• _TASK DETAILS_
All the lines below need retyping exactly, apart from the images.

━━ AVAILABLE DATA ━━

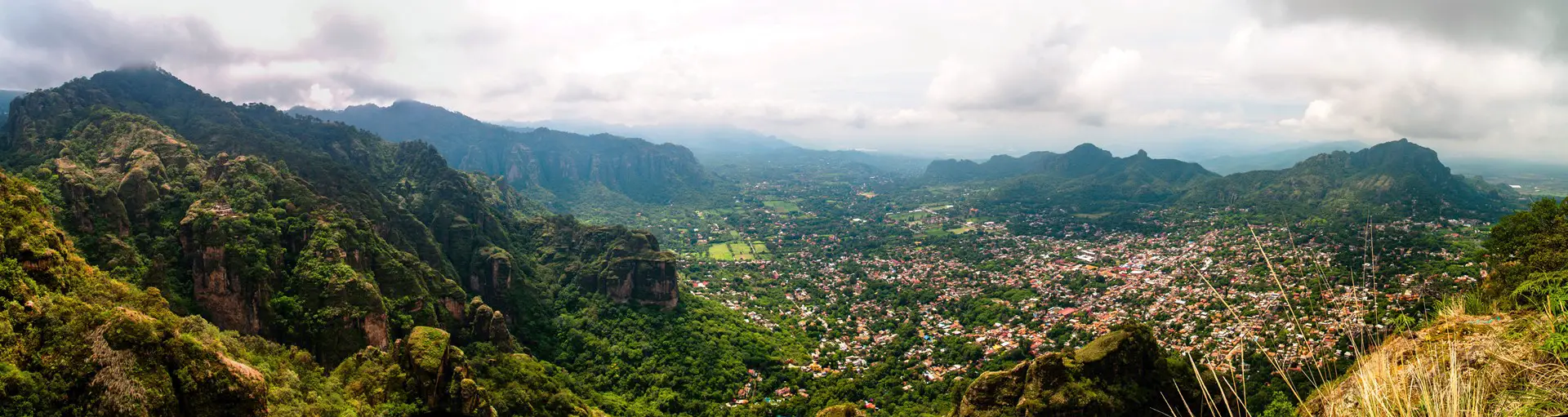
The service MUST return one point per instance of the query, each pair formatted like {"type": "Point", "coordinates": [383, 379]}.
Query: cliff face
{"type": "Point", "coordinates": [555, 162]}
{"type": "Point", "coordinates": [1392, 179]}
{"type": "Point", "coordinates": [117, 350]}
{"type": "Point", "coordinates": [320, 234]}
{"type": "Point", "coordinates": [621, 264]}
{"type": "Point", "coordinates": [1120, 374]}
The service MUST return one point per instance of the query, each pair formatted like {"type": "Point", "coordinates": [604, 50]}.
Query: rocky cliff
{"type": "Point", "coordinates": [1120, 374]}
{"type": "Point", "coordinates": [555, 162]}
{"type": "Point", "coordinates": [300, 231]}
{"type": "Point", "coordinates": [626, 265]}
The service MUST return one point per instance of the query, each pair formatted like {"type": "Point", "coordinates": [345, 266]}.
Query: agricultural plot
{"type": "Point", "coordinates": [778, 206]}
{"type": "Point", "coordinates": [737, 250]}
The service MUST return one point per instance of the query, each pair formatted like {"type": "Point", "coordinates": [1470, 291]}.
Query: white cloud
{"type": "Point", "coordinates": [884, 74]}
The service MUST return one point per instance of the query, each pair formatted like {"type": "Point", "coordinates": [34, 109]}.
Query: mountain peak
{"type": "Point", "coordinates": [1085, 148]}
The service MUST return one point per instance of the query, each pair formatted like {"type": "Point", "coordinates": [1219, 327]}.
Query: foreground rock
{"type": "Point", "coordinates": [1120, 374]}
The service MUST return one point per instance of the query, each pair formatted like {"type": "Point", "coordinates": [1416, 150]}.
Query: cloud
{"type": "Point", "coordinates": [1056, 71]}
{"type": "Point", "coordinates": [1523, 24]}
{"type": "Point", "coordinates": [56, 41]}
{"type": "Point", "coordinates": [1368, 71]}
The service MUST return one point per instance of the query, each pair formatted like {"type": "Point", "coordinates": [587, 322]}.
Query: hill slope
{"type": "Point", "coordinates": [1390, 179]}
{"type": "Point", "coordinates": [1084, 179]}
{"type": "Point", "coordinates": [1276, 158]}
{"type": "Point", "coordinates": [695, 137]}
{"type": "Point", "coordinates": [555, 162]}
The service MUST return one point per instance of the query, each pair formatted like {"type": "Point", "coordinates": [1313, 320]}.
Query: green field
{"type": "Point", "coordinates": [737, 250]}
{"type": "Point", "coordinates": [778, 206]}
{"type": "Point", "coordinates": [910, 215]}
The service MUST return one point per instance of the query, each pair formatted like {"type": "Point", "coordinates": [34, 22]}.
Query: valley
{"type": "Point", "coordinates": [412, 260]}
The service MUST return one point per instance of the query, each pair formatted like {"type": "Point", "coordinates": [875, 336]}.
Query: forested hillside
{"type": "Point", "coordinates": [1388, 180]}
{"type": "Point", "coordinates": [366, 255]}
{"type": "Point", "coordinates": [549, 163]}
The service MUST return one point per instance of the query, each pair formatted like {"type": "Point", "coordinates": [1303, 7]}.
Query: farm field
{"type": "Point", "coordinates": [737, 250]}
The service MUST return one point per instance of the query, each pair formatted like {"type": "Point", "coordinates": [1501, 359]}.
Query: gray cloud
{"type": "Point", "coordinates": [342, 35]}
{"type": "Point", "coordinates": [57, 41]}
{"type": "Point", "coordinates": [1528, 24]}
{"type": "Point", "coordinates": [1034, 78]}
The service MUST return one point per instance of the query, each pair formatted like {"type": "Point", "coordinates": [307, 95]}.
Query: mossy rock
{"type": "Point", "coordinates": [427, 347]}
{"type": "Point", "coordinates": [131, 330]}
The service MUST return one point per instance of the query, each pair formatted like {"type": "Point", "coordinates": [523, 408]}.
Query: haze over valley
{"type": "Point", "coordinates": [963, 209]}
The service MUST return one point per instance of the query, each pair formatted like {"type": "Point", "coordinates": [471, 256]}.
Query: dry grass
{"type": "Point", "coordinates": [1459, 366]}
{"type": "Point", "coordinates": [1465, 362]}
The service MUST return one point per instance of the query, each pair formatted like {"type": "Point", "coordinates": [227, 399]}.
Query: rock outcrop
{"type": "Point", "coordinates": [427, 366]}
{"type": "Point", "coordinates": [557, 162]}
{"type": "Point", "coordinates": [1120, 374]}
{"type": "Point", "coordinates": [621, 264]}
{"type": "Point", "coordinates": [841, 411]}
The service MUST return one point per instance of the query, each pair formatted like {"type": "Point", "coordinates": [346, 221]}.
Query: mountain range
{"type": "Point", "coordinates": [1392, 179]}
{"type": "Point", "coordinates": [1275, 158]}
{"type": "Point", "coordinates": [549, 165]}
{"type": "Point", "coordinates": [363, 253]}
{"type": "Point", "coordinates": [697, 137]}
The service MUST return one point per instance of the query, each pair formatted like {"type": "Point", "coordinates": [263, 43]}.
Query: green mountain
{"type": "Point", "coordinates": [695, 137]}
{"type": "Point", "coordinates": [1120, 374]}
{"type": "Point", "coordinates": [363, 253]}
{"type": "Point", "coordinates": [1276, 158]}
{"type": "Point", "coordinates": [5, 99]}
{"type": "Point", "coordinates": [1084, 180]}
{"type": "Point", "coordinates": [549, 163]}
{"type": "Point", "coordinates": [1082, 162]}
{"type": "Point", "coordinates": [1390, 179]}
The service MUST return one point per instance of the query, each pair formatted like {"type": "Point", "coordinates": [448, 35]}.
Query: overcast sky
{"type": "Point", "coordinates": [968, 78]}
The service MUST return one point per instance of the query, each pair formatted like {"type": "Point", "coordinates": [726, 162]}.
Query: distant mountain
{"type": "Point", "coordinates": [138, 201]}
{"type": "Point", "coordinates": [697, 137]}
{"type": "Point", "coordinates": [1275, 158]}
{"type": "Point", "coordinates": [1082, 162]}
{"type": "Point", "coordinates": [729, 149]}
{"type": "Point", "coordinates": [1390, 179]}
{"type": "Point", "coordinates": [564, 165]}
{"type": "Point", "coordinates": [5, 100]}
{"type": "Point", "coordinates": [1084, 180]}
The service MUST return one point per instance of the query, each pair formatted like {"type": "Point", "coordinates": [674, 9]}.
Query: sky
{"type": "Point", "coordinates": [927, 78]}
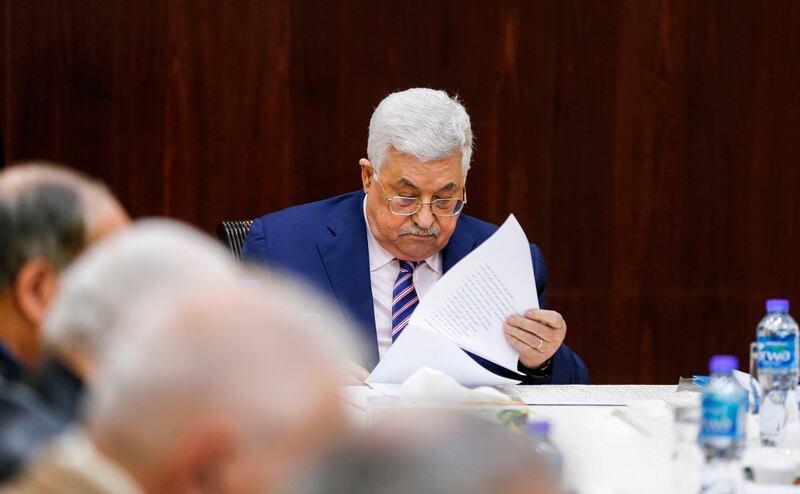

━━━

• _RESPONSE AREA_
The service MUST return one point per instance of the query, each pair formatted like {"type": "Point", "coordinates": [383, 379]}.
Query: cliff face
{"type": "Point", "coordinates": [555, 162]}
{"type": "Point", "coordinates": [1392, 179]}
{"type": "Point", "coordinates": [117, 350]}
{"type": "Point", "coordinates": [320, 234]}
{"type": "Point", "coordinates": [621, 264]}
{"type": "Point", "coordinates": [1120, 374]}
The service MUST return one point per instance of the query, each pair formatted like {"type": "Point", "coordinates": [604, 50]}.
Query: rocky cliff
{"type": "Point", "coordinates": [1120, 374]}
{"type": "Point", "coordinates": [555, 162]}
{"type": "Point", "coordinates": [300, 231]}
{"type": "Point", "coordinates": [626, 265]}
The service MUST return one point per instance of the query, each pair formatted like {"type": "Point", "coordinates": [345, 266]}.
Query: agricultural plot
{"type": "Point", "coordinates": [778, 206]}
{"type": "Point", "coordinates": [737, 250]}
The service MUST return one point per instance of the query, each pair formatted like {"type": "Point", "coordinates": [1470, 291]}.
Query: white cloud
{"type": "Point", "coordinates": [884, 74]}
The service MUST return one point per instance of the query, each pair formatted like {"type": "Point", "coordinates": [34, 109]}.
Query: mountain peak
{"type": "Point", "coordinates": [1085, 148]}
The service MUST return one point per instance of the query, each pair formatted like {"type": "Point", "coordinates": [1219, 327]}.
Query: foreground rock
{"type": "Point", "coordinates": [1120, 374]}
The service MUST return one point per instance of the query, each pair formatted like {"type": "Point", "coordinates": [1416, 150]}.
Query: cloud
{"type": "Point", "coordinates": [1056, 71]}
{"type": "Point", "coordinates": [1523, 24]}
{"type": "Point", "coordinates": [56, 41]}
{"type": "Point", "coordinates": [1368, 71]}
The service MUST return one point per instance of the query, each pair formatted like {"type": "Point", "coordinates": [587, 322]}.
Query: hill slope
{"type": "Point", "coordinates": [1390, 179]}
{"type": "Point", "coordinates": [1084, 179]}
{"type": "Point", "coordinates": [1276, 158]}
{"type": "Point", "coordinates": [695, 137]}
{"type": "Point", "coordinates": [555, 162]}
The service MUST return one point per instance of the query, each pair formatted like {"type": "Point", "coordinates": [1313, 320]}.
Query: green field
{"type": "Point", "coordinates": [737, 250]}
{"type": "Point", "coordinates": [778, 206]}
{"type": "Point", "coordinates": [910, 215]}
The service MUST return one point per instance of the query, each pair formatted like {"type": "Point", "coordinates": [34, 22]}.
Query: valley
{"type": "Point", "coordinates": [412, 260]}
The service MUST return one point per instance of the query, each pair formatted like {"type": "Point", "coordinates": [875, 336]}.
Query: forested hillside
{"type": "Point", "coordinates": [1388, 180]}
{"type": "Point", "coordinates": [366, 255]}
{"type": "Point", "coordinates": [549, 163]}
The service MUST return one point per instance of the query, each pair formatted like {"type": "Point", "coordinates": [1303, 7]}.
Query: farm field
{"type": "Point", "coordinates": [737, 250]}
The service MUST return one point per instance of the query, each pair formatted like {"type": "Point", "coordinates": [1501, 359]}.
Query: gray cloud
{"type": "Point", "coordinates": [342, 35]}
{"type": "Point", "coordinates": [57, 41]}
{"type": "Point", "coordinates": [1528, 24]}
{"type": "Point", "coordinates": [1034, 78]}
The service MUST return one point per instance of the query, each pair formatted like {"type": "Point", "coordinates": [307, 95]}.
Query: mossy rock
{"type": "Point", "coordinates": [427, 347]}
{"type": "Point", "coordinates": [131, 330]}
The service MUST return one point per instance of the query, each pair formatted like {"type": "Point", "coordinates": [523, 408]}.
Query: haze over valley
{"type": "Point", "coordinates": [963, 209]}
The service MUST return one point per instance of the query, each pair formatted like {"type": "Point", "coordinates": [471, 256]}.
Query: dry grass
{"type": "Point", "coordinates": [1459, 366]}
{"type": "Point", "coordinates": [1465, 362]}
The service MUST return one point per instance of the query, each pair formatted like {"type": "Point", "coordinates": [227, 399]}.
Query: rock outcrop
{"type": "Point", "coordinates": [427, 366]}
{"type": "Point", "coordinates": [557, 162]}
{"type": "Point", "coordinates": [1120, 374]}
{"type": "Point", "coordinates": [621, 264]}
{"type": "Point", "coordinates": [841, 411]}
The service MUST return one point per instance of the query, each pair formatted like {"type": "Point", "coordinates": [346, 221]}.
Query: mountain range
{"type": "Point", "coordinates": [1392, 179]}
{"type": "Point", "coordinates": [1275, 158]}
{"type": "Point", "coordinates": [549, 165]}
{"type": "Point", "coordinates": [363, 253]}
{"type": "Point", "coordinates": [697, 137]}
The service MUST return one point per instance of the query, each pair formatted like {"type": "Point", "coordinates": [263, 43]}.
Query: green mountain
{"type": "Point", "coordinates": [695, 137]}
{"type": "Point", "coordinates": [1120, 374]}
{"type": "Point", "coordinates": [363, 253]}
{"type": "Point", "coordinates": [1276, 158]}
{"type": "Point", "coordinates": [5, 99]}
{"type": "Point", "coordinates": [1084, 180]}
{"type": "Point", "coordinates": [549, 163]}
{"type": "Point", "coordinates": [1082, 162]}
{"type": "Point", "coordinates": [1390, 179]}
The service MUST return one point per instance of the query, each pair formatted like {"type": "Point", "coordinates": [448, 35]}.
Query: overcast sky
{"type": "Point", "coordinates": [968, 78]}
The service MUST return one point per instance of the query, each pair formatted like {"type": "Point", "coordinates": [726, 162]}.
Query: distant mountain
{"type": "Point", "coordinates": [138, 201]}
{"type": "Point", "coordinates": [697, 137]}
{"type": "Point", "coordinates": [1275, 158]}
{"type": "Point", "coordinates": [1082, 162]}
{"type": "Point", "coordinates": [729, 149]}
{"type": "Point", "coordinates": [1390, 179]}
{"type": "Point", "coordinates": [564, 165]}
{"type": "Point", "coordinates": [5, 100]}
{"type": "Point", "coordinates": [1084, 180]}
The service MUST return one point per instance of the query, each pair formatted like {"type": "Point", "coordinates": [674, 9]}.
Query: sky
{"type": "Point", "coordinates": [927, 78]}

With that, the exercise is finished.